*Problem statement*
Count the lines in the records below that contain the string "quokka", matching case exactly, and give only the number.

*Records for this task*
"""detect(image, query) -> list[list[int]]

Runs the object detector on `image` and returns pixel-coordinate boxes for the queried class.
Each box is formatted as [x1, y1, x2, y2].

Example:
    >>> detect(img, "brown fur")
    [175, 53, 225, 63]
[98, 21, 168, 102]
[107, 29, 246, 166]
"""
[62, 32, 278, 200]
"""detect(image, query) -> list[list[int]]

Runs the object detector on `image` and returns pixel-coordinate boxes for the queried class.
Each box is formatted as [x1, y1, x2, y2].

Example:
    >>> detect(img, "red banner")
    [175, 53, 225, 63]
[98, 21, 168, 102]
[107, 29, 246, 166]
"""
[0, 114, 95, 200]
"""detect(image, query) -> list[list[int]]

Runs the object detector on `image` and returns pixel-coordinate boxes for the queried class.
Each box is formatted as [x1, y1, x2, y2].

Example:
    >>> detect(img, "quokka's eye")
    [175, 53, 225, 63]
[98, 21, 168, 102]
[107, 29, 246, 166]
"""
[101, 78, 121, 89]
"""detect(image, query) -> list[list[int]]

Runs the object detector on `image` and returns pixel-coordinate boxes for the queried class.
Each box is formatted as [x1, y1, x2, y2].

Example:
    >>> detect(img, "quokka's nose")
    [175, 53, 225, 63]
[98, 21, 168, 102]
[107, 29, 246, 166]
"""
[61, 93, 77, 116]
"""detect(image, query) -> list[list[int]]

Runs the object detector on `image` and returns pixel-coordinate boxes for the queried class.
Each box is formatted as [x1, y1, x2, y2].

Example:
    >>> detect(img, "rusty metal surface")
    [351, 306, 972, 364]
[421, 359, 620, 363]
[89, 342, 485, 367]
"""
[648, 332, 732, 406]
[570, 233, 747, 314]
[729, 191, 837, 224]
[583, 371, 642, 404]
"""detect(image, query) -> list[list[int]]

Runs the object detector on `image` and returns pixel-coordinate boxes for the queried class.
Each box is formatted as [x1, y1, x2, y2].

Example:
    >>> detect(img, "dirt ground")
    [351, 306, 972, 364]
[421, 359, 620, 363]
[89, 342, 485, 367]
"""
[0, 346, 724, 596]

*Task result*
2